- **Document extract**
After the ban was targeted by more than two dozen lawsuits arguing it discriminated against Muslims and violated the US Constitution, it was struck down by a federal judge in Seattle in a ruling upheld by a US appeals court.
The White House went back to the drawing board and narrowed its scope.
The new order bars citizens of Iran, Libya, Syria, Somalia, Sudan and Yemen from entering the country for 90 days, but Iraq is no longer on the list. Refugees are still barred for 120 days, but an indefinite ban on all refugees from Syria was dropped.
The revised ban also excludes legal permanent residents and existing visa holders. It provides a series of waivers for various categories of immigrants with ties to the United States. The government has maintained in court that the changes resolve any legal issues with the original order.
Kate Munsch/Reuters
Prove harm
Three cases against the new ban moved forward on Wednesday.
In Maryland, refugee resettlement agencies represented by the American Civil Liberties Union and the National Immigration Law Center argued in court for a restraining order.
Separately, Hawaii's attorney general sued, arguing the states' universities and tourist economy would be harmed by the travel restrictions and also asked that the law be enjoined.
In Washington state, a group of plaintiffs applying for immigrant visas asked US District Judge James Robart in Seattle - who suspended the first ban - to stop the new order.
Washington state, joined by California, Maryland, Massachusetts, New York and Oregon, said in court filings they supported the plaintiffs in Seattle.
To move forward with the lawsuits, the states and groups have to prove harm, or "standing," which some legal experts have said is difficult to prove because of all the exemptions and waivers in the new order.
The government says the new order only applies to people outside the United States who have not entered the country and do not have constitutional rights.
"Who has the standing in this case if anyone?" US District Judge Derrick Watson asked Hawaii's attorneys.

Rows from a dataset
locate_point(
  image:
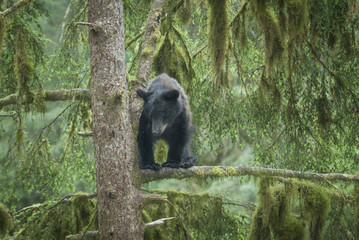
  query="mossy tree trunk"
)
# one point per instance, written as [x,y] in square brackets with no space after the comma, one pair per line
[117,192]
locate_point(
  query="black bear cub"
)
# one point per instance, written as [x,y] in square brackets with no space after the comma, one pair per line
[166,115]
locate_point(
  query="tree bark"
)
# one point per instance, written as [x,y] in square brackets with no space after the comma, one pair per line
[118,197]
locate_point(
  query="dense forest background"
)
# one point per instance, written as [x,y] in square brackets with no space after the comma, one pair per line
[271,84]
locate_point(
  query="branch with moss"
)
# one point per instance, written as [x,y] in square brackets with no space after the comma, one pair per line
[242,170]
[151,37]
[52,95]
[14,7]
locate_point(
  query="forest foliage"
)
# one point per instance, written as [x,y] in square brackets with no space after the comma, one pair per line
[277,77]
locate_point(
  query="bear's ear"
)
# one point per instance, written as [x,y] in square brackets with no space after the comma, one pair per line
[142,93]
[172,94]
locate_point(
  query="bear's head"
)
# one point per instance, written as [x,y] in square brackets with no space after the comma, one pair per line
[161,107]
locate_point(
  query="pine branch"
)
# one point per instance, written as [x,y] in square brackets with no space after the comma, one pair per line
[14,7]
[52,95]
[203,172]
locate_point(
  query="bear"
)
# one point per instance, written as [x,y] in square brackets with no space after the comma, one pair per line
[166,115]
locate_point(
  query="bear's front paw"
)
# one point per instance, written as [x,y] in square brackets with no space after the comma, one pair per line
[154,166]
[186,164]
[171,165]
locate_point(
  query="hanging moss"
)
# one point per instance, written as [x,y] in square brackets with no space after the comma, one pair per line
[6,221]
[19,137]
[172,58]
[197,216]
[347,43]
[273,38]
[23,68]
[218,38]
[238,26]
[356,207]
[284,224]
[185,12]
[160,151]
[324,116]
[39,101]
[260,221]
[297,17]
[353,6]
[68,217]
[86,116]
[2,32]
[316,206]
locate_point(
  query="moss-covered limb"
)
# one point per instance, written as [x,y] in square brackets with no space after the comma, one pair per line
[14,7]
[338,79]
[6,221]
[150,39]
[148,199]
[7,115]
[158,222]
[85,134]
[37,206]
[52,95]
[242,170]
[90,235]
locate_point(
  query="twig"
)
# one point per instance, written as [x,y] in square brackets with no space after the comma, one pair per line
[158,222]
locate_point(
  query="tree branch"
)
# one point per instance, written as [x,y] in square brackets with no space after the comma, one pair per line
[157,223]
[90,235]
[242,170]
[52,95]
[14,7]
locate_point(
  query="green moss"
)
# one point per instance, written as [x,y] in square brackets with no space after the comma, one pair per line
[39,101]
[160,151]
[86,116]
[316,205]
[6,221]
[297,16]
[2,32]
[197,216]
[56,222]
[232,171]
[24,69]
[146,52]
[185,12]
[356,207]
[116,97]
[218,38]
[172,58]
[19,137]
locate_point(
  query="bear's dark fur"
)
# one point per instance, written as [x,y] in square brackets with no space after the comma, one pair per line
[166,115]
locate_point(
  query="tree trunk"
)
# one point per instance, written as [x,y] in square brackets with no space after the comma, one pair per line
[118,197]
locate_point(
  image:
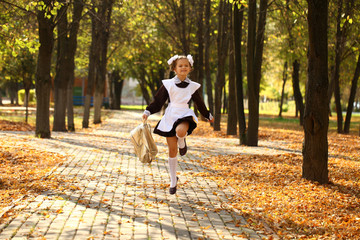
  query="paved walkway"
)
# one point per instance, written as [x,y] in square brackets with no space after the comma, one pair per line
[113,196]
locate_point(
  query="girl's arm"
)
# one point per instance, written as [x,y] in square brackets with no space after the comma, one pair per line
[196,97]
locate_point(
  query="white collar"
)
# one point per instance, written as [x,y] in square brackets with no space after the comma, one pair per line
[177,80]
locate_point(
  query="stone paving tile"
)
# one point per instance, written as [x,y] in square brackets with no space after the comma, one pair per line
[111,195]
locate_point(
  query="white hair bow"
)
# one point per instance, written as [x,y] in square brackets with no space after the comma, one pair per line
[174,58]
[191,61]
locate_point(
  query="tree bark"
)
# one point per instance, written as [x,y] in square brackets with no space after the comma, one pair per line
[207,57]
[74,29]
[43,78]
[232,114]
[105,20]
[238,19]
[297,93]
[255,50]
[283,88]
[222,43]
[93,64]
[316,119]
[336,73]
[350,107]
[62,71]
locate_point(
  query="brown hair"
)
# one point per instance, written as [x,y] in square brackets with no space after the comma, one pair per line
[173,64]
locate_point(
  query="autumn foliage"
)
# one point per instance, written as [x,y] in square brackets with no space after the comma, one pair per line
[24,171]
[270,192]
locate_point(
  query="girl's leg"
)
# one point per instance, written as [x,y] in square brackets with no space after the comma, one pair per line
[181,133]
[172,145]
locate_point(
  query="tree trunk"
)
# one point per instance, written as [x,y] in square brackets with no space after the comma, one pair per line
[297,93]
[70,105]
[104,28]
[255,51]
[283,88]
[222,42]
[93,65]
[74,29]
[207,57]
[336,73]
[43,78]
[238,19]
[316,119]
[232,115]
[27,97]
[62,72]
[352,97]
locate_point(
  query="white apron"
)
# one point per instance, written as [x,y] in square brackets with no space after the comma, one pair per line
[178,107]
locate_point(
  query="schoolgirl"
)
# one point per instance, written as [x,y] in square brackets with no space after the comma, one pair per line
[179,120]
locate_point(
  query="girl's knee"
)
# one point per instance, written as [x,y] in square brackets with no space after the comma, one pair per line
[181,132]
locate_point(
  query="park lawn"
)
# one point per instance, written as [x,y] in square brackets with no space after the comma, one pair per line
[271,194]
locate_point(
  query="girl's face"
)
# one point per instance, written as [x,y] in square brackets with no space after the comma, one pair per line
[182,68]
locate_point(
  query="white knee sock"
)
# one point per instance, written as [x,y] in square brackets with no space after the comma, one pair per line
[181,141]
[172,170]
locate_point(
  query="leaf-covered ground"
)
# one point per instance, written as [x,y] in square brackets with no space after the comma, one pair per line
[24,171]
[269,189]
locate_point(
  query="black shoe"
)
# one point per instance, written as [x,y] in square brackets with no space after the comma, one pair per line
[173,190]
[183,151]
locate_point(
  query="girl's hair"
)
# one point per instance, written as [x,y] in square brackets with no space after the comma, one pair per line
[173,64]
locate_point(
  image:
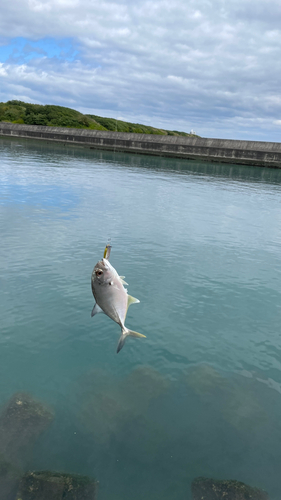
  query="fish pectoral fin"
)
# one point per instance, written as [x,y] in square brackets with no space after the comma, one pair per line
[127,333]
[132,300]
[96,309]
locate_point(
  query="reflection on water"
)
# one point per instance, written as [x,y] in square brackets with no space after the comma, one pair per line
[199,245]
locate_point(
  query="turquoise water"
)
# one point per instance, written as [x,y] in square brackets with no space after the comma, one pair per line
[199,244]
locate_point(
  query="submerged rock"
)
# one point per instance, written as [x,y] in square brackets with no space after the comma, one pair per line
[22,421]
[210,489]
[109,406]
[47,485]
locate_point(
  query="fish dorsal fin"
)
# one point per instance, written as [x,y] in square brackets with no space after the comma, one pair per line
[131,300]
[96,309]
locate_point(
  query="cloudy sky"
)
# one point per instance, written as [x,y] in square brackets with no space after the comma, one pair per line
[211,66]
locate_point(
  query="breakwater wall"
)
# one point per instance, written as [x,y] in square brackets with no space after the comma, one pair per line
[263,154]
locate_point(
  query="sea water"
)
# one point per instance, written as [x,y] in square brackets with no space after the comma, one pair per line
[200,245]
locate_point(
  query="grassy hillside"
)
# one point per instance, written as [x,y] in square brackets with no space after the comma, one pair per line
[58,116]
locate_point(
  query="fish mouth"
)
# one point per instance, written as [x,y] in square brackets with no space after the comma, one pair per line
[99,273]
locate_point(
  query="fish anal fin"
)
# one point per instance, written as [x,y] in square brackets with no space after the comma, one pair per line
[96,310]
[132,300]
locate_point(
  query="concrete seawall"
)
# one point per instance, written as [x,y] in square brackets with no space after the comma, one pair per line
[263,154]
...
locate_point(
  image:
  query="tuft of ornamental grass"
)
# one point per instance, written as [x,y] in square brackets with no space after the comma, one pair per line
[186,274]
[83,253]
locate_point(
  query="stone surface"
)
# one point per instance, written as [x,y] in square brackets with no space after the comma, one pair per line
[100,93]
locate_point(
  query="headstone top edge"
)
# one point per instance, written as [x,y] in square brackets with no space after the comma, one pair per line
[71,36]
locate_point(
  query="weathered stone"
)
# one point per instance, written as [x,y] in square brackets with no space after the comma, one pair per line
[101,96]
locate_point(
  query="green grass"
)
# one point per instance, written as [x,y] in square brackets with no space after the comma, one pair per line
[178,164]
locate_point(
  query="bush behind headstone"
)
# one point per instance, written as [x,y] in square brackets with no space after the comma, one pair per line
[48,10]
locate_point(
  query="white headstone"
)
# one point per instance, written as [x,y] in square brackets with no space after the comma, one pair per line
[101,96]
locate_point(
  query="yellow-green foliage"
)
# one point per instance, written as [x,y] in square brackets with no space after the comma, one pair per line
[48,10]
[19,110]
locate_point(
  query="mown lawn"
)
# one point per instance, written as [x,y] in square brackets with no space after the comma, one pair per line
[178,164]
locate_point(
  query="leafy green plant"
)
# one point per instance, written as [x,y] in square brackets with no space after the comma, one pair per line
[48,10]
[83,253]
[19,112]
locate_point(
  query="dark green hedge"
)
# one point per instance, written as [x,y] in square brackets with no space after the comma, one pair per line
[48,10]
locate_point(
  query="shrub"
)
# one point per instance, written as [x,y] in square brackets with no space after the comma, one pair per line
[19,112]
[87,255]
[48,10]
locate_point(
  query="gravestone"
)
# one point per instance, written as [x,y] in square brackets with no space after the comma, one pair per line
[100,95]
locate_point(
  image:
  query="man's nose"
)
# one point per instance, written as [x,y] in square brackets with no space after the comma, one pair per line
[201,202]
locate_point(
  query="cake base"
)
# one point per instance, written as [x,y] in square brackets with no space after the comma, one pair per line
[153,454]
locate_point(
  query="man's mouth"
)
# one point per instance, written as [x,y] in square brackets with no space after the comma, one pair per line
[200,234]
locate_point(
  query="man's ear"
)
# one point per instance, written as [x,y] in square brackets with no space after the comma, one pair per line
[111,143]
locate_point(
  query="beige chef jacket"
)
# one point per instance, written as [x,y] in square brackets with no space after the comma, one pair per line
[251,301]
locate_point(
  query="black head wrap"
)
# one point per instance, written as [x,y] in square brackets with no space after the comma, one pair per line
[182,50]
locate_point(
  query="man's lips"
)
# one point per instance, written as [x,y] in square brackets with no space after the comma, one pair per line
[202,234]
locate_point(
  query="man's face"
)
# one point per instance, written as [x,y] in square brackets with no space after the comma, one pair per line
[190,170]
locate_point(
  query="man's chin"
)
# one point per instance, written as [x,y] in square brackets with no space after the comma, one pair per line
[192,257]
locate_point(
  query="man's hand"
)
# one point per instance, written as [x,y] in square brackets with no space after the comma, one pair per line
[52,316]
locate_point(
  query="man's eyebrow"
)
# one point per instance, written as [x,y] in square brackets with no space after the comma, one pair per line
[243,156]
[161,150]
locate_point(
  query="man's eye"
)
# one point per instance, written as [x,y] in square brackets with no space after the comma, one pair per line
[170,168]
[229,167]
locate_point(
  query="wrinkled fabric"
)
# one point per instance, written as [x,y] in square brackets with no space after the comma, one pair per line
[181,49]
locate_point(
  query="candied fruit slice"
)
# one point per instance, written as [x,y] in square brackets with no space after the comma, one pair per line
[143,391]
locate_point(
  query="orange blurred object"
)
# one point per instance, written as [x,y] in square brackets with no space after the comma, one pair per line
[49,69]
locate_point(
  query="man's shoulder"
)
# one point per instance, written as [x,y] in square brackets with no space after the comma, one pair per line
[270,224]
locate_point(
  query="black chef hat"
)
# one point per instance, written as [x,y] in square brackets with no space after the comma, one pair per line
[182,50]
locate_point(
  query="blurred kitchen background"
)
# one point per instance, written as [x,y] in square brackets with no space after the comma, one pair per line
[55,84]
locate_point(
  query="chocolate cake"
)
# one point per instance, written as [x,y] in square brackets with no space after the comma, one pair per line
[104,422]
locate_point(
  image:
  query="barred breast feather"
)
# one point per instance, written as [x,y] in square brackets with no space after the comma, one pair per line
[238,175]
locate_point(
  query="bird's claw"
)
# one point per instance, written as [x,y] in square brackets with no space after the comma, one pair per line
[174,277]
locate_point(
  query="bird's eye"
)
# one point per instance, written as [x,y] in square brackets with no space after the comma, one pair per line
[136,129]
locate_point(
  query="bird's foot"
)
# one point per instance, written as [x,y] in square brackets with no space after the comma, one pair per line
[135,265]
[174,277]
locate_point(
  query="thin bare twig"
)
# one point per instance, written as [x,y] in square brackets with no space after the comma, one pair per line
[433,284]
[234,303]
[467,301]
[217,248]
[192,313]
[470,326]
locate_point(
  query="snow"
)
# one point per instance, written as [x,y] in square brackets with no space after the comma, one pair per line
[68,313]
==
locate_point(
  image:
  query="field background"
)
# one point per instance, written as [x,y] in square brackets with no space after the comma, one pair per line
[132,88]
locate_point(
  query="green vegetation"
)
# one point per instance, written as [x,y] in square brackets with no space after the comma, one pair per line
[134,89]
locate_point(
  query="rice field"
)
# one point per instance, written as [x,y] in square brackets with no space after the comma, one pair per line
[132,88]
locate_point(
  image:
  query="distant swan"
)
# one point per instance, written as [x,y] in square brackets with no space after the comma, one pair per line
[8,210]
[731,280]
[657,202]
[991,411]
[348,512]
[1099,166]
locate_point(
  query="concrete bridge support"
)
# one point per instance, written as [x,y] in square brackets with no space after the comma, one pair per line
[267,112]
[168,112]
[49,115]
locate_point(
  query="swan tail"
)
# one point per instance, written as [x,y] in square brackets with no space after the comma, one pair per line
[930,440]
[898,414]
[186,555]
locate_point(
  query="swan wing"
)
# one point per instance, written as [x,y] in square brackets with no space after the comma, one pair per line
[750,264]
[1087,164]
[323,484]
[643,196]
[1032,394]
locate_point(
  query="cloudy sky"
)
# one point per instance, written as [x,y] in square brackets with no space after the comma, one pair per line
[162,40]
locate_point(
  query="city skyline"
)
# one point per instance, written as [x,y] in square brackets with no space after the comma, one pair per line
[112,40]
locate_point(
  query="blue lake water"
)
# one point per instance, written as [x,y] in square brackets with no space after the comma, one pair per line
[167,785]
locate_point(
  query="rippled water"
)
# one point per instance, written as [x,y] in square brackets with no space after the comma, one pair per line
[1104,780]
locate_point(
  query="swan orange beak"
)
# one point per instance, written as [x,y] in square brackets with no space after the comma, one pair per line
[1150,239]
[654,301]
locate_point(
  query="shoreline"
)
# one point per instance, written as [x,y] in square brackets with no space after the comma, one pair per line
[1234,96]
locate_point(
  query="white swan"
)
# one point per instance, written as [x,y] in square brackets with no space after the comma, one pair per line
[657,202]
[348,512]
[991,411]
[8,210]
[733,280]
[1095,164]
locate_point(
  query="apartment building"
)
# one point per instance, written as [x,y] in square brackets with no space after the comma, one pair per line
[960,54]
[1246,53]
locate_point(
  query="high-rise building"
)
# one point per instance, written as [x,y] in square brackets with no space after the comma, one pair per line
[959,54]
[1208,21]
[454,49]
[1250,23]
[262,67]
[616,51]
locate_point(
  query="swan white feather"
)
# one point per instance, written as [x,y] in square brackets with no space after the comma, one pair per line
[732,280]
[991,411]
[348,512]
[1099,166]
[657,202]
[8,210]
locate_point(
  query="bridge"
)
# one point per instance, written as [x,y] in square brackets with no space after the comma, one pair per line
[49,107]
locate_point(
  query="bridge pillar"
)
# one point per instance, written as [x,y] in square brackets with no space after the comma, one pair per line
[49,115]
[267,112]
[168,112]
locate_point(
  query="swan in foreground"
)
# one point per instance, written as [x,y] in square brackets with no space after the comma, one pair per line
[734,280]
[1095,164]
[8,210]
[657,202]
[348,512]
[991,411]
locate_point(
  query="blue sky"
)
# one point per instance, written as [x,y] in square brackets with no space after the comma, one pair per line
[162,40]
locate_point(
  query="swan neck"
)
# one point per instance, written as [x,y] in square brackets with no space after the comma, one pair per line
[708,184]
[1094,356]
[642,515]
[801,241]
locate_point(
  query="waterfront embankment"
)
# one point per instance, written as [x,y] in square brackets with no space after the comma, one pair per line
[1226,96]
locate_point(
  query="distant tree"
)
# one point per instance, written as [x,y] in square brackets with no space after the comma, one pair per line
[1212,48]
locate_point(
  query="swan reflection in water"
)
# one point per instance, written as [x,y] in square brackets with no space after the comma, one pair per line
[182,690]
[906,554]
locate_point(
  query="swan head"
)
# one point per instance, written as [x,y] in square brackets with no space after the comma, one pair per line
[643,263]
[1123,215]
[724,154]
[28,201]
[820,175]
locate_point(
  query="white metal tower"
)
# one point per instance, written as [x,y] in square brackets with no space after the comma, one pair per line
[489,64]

- **Set exercise 1**
According to the travel ban article, which country no longer appears on the list under the new order?
- **Set exercise 2**
Reproduce the portion of the travel ban article starting with "The revised ban" and going on through "law be enjoined.".

- **Complete output 1**
Iraq

- **Complete output 2**
The revised ban also excludes legal permanent residents and existing visa holders. It provides a series of waivers for various categories of immigrants with ties to the United States. The government has maintained in court that the changes resolve any legal issues with the original order.
Kate Munsch/Reuters
Prove harm
Three cases against the new ban moved forward on Wednesday.
In Maryland, refugee resettlement agencies represented by the American Civil Liberties Union and the National Immigration Law Center argued in court for a restraining order.
Separately, Hawaii's attorney general sued, arguing the states' universities and tourist economy would be harmed by the travel restrictions and also asked that the law be enjoined.